- **Dataset rows**
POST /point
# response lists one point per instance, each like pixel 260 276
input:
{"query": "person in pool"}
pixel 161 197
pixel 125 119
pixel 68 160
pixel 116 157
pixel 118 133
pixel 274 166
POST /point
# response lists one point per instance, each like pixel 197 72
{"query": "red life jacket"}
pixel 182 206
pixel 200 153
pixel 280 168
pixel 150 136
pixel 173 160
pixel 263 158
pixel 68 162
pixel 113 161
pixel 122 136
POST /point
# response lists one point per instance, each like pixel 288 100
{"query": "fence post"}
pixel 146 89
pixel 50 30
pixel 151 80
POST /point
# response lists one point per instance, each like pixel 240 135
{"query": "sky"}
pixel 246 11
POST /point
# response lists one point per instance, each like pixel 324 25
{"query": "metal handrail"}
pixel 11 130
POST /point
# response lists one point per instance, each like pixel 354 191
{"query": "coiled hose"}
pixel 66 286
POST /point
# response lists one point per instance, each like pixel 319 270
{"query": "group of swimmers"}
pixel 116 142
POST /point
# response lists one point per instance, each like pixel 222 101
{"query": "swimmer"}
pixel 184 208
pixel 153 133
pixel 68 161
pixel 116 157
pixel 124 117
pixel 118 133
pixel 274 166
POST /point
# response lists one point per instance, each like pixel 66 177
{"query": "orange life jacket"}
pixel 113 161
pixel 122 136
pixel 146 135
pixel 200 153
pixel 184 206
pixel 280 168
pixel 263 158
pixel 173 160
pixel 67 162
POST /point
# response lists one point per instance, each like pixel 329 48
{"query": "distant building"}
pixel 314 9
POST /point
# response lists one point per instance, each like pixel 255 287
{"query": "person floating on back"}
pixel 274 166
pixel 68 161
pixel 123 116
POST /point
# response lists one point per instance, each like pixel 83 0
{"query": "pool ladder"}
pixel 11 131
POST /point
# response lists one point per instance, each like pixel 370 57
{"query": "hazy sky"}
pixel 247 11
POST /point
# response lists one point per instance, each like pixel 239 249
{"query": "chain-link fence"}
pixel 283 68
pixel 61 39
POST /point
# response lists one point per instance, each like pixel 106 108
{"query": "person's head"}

- **Task objective**
Would you copy out each line exactly as written?

- **Answer to the problem**
POST /point
# response lists one point per instance, each like pixel 260 276
input:
{"query": "person in pool"}
pixel 161 197
pixel 125 119
pixel 68 160
pixel 116 157
pixel 118 133
pixel 274 166
POST /point
# response lists one point per instance, each like pixel 197 72
{"query": "red life jacket"}
pixel 182 206
pixel 200 153
pixel 280 168
pixel 150 136
pixel 173 160
pixel 263 158
pixel 68 162
pixel 113 161
pixel 122 136
POST /point
# response lists one point per instance, each like pixel 288 100
{"query": "fence post"}
pixel 146 89
pixel 50 30
pixel 151 80
POST /point
# response lists one point per instance, each like pixel 240 135
{"query": "sky"}
pixel 246 11
POST /point
# response lists one point per instance, each like pixel 324 25
{"query": "metal handrail"}
pixel 11 130
POST /point
# response lists one point per instance, each like pixel 354 191
{"query": "coiled hose"}
pixel 66 286
POST /point
# response lists one point per instance, each like pixel 319 270
{"query": "group of swimmers"}
pixel 116 142
POST /point
# response lists one point per instance, each like pixel 222 101
{"query": "swimmer"}
pixel 184 208
pixel 153 133
pixel 68 161
pixel 116 157
pixel 124 117
pixel 118 133
pixel 274 166
POST /point
# response lists one point per instance, each like pixel 66 177
{"query": "orange life jacket"}
pixel 113 161
pixel 122 136
pixel 146 135
pixel 200 153
pixel 184 206
pixel 280 168
pixel 263 158
pixel 173 160
pixel 67 162
POST /point
# response lists one point per instance, each like pixel 329 48
{"query": "distant building"}
pixel 314 9
POST /point
# response lists one point per instance, each like pixel 255 287
{"query": "person floating on back"}
pixel 274 166
pixel 68 161
pixel 123 116
POST /point
# response lists one point per instance, each like pixel 83 0
{"query": "pool ladder"}
pixel 11 131
POST /point
# response lists one point per instance, each like pixel 370 57
{"query": "hazy sky"}
pixel 247 11
POST /point
# response lists one point per instance, each like pixel 239 249
{"query": "chain-link fence"}
pixel 283 68
pixel 61 39
POST /point
# response lists one point per instance, each like pixel 106 108
{"query": "person's head"}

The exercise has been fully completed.